## BEGIN MATERIAL PROVIDED
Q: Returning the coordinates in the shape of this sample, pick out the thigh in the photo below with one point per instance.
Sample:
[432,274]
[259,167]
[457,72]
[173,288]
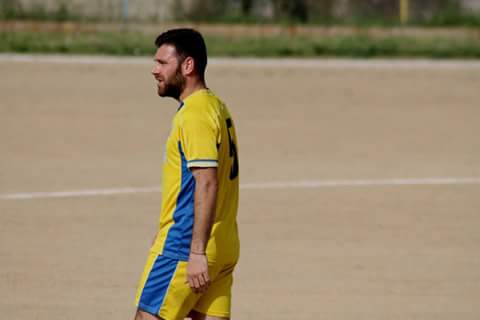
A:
[163,289]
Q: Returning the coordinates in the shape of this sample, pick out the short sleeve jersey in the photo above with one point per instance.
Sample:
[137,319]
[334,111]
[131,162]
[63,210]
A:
[202,135]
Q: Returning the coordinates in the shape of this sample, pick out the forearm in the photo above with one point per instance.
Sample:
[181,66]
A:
[204,214]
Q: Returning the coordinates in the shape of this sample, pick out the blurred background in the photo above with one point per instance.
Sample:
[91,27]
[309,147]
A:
[428,28]
[360,177]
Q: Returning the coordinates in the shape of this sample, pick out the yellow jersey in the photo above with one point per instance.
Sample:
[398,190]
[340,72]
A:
[202,135]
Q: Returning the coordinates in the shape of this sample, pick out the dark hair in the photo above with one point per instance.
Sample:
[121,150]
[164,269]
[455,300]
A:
[188,43]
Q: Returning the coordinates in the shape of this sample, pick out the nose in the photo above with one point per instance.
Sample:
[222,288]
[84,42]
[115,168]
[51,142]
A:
[155,70]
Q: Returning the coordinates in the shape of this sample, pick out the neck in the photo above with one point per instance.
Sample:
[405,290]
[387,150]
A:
[191,88]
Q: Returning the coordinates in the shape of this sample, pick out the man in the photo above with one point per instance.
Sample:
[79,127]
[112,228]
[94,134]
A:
[189,269]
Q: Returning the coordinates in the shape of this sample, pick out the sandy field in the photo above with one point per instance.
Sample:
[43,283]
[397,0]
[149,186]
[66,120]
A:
[370,251]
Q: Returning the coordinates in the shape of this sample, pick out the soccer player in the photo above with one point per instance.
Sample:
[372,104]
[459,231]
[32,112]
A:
[189,269]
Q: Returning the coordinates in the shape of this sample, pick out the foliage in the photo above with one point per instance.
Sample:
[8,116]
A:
[131,43]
## END MATERIAL PROVIDED
— DO THIS —
Please recast the lines above as a Markdown table with the columns "Row" and "Line", numbering each line in order and leaving out blank lines. Omit the pictures from your table.

— RESULT OF THIS EXERCISE —
| Row | Line |
|---|---|
| 1 | Q: Returning the coordinates in the shape of this sample, pick out the thigh in the photo below with one point per instance. |
| 2 | Sample: |
| 3 | [432,274] |
| 4 | [259,167] |
| 5 | [457,72] |
| 6 | [173,288] |
| 7 | A: |
| 8 | [163,289] |
| 9 | Q: Returning the coordinates in the shape of this sample, pick out the short sleeve jersey in the photo above with one point per instance. |
| 10 | Sample: |
| 11 | [137,319] |
| 12 | [334,111] |
| 13 | [131,162] |
| 14 | [63,210] |
| 15 | A: |
| 16 | [202,135] |
| 17 | Q: Returning the coordinates in the shape of this sample, pick out the forearm in the photo above with one point per instance. |
| 18 | Sample: |
| 19 | [181,66] |
| 20 | A: |
| 21 | [204,214] |
| 22 | Q: Returning the coordinates in the shape of this sample, pick out the blurred background in the photo above with one point per instance. |
| 23 | Sample: |
| 24 | [91,27] |
| 25 | [309,147] |
| 26 | A: |
| 27 | [428,28] |
| 28 | [360,177] |
| 29 | Q: Returning the coordinates in the shape of this sample, pick out the yellow jersey in the photo above with one point per instance. |
| 30 | Sample: |
| 31 | [398,190] |
| 32 | [340,72] |
| 33 | A: |
| 34 | [202,135] |
| 35 | Q: Returning the coordinates in the shape of this sample, pick out the dark hair in the photo above with one point per instance. |
| 36 | Sample: |
| 37 | [121,150] |
| 38 | [164,269] |
| 39 | [455,300] |
| 40 | A: |
| 41 | [188,43] |
| 42 | Q: Returning the coordinates in the shape of this sample, pick out the nose in the photo above with one point per instance. |
| 43 | Sample: |
| 44 | [222,288] |
| 45 | [84,42] |
| 46 | [115,168] |
| 47 | [51,142] |
| 48 | A: |
| 49 | [155,70] |
| 50 | Q: Returning the coordinates in the shape of this sample, pick out the neck in the photo above with one point per instance. |
| 51 | Sample: |
| 52 | [405,290] |
| 53 | [387,150] |
| 54 | A: |
| 55 | [191,88] |
| 56 | Q: Returning the coordinates in the shape of this sample, pick out the man in the photo above with one point per instance. |
| 57 | Sample: |
| 58 | [79,127] |
| 59 | [112,228] |
| 60 | [94,134] |
| 61 | A: |
| 62 | [189,269] |
| 63 | Q: Returning the coordinates in the shape of this sample, pick out the sandy field in the photo above with one point per instance. |
| 64 | Sample: |
| 65 | [43,283] |
| 66 | [397,0] |
| 67 | [149,186] |
| 68 | [66,120] |
| 69 | A: |
| 70 | [370,251] |
| 71 | Q: Returning the coordinates in the shape of this sample, pick out the soccer player in the photo above with one point per instance. |
| 72 | Sample: |
| 73 | [372,104] |
| 74 | [459,231] |
| 75 | [32,112] |
| 76 | A: |
| 77 | [189,269] |
| 78 | Q: Returning the coordinates in the shape of this sample, pick out the foliage in the photo above with one point per instance. |
| 79 | Sample: |
| 80 | [8,116] |
| 81 | A: |
| 82 | [131,43] |